INSTRUCTIONS FOR THE TASK =>
List each line of the material below that contains the string "blurred", copying every such line in full.

DATA EXTRACT =>
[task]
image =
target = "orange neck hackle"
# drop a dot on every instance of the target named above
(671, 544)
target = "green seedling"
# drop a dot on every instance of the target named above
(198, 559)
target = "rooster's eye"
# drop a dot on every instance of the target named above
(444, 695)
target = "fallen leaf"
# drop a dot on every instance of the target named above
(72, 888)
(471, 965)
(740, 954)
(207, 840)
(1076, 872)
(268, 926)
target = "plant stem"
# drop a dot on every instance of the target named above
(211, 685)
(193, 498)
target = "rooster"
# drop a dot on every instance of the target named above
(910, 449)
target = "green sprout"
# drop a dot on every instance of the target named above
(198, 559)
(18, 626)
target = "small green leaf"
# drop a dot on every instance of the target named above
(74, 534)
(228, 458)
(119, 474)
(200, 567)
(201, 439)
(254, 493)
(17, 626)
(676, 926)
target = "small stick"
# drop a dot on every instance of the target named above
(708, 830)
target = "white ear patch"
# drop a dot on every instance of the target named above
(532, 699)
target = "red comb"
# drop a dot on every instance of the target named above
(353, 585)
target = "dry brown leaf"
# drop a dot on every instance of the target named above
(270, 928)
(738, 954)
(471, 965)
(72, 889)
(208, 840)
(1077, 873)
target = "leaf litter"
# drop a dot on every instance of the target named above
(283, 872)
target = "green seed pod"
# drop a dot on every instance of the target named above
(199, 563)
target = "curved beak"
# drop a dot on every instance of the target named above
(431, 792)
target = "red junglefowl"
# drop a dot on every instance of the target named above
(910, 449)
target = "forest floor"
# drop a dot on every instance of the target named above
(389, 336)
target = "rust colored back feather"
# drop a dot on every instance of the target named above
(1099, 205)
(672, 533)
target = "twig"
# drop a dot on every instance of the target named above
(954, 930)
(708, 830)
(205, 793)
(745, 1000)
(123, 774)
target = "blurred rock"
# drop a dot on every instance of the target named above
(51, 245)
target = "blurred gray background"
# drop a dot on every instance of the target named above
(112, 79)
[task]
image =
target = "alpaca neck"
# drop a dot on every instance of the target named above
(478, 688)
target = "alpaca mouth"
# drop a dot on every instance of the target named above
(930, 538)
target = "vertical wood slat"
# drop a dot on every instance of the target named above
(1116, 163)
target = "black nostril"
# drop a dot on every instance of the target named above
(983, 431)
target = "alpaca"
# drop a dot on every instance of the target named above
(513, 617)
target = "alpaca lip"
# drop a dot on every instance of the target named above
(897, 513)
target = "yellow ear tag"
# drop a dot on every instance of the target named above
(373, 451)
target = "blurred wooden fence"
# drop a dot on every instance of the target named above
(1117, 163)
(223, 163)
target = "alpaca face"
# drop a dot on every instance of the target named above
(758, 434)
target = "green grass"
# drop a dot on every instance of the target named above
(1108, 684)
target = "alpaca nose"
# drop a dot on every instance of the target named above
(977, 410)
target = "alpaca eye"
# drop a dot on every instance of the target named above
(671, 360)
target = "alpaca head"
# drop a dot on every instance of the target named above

CORRECT OUTPUT =>
target = "blurred rock"
target = "blurred gray background"
target = "blurred wooden fence"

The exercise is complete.